BEGIN PROVIDED ENTRIES
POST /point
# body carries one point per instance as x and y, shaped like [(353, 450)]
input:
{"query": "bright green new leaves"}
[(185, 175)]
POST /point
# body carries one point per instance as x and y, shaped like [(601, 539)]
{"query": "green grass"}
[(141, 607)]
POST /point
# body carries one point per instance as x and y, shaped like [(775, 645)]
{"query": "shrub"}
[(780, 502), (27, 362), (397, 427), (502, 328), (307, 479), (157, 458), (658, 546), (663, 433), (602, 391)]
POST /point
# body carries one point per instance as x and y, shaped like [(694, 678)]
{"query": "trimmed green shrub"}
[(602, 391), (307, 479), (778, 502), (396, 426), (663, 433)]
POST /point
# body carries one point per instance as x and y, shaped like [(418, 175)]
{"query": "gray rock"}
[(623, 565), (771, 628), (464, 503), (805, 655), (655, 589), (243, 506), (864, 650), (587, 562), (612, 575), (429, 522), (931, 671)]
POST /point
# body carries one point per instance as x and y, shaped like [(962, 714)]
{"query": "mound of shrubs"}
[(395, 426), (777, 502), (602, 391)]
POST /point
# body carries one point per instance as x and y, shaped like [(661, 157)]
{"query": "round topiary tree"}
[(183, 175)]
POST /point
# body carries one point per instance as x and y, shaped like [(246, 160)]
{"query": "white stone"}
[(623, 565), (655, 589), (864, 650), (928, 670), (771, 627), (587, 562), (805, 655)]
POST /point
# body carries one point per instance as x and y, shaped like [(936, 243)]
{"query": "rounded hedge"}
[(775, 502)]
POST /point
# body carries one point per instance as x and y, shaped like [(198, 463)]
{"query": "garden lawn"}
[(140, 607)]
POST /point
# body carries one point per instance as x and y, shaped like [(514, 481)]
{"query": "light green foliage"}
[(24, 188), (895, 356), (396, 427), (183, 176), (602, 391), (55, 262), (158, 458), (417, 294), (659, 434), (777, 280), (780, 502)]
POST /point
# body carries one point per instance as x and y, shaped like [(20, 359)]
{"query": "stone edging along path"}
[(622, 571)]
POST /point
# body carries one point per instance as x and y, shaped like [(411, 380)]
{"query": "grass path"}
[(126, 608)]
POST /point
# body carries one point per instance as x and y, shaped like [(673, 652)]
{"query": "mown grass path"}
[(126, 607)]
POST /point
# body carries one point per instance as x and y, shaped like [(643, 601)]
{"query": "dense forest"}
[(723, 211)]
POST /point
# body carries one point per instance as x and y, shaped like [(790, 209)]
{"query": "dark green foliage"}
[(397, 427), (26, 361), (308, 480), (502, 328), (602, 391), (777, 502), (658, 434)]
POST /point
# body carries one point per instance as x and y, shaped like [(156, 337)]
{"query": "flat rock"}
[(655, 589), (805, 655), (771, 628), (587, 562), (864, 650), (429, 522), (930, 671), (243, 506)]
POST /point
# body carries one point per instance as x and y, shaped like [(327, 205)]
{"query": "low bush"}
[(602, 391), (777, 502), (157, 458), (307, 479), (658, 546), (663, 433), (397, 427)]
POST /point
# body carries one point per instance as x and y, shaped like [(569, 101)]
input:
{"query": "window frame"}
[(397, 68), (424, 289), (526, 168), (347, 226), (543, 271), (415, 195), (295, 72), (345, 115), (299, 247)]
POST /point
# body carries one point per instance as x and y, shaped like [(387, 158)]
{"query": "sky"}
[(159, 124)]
END PROVIDED ENTRIES
#### TASK TO CARRY OUT:
Select and copy each line of the records above that contains the word "grass".

#### COMPLETED EXERCISE:
{"query": "green grass"}
{"query": "grass path"}
{"query": "mown grass path"}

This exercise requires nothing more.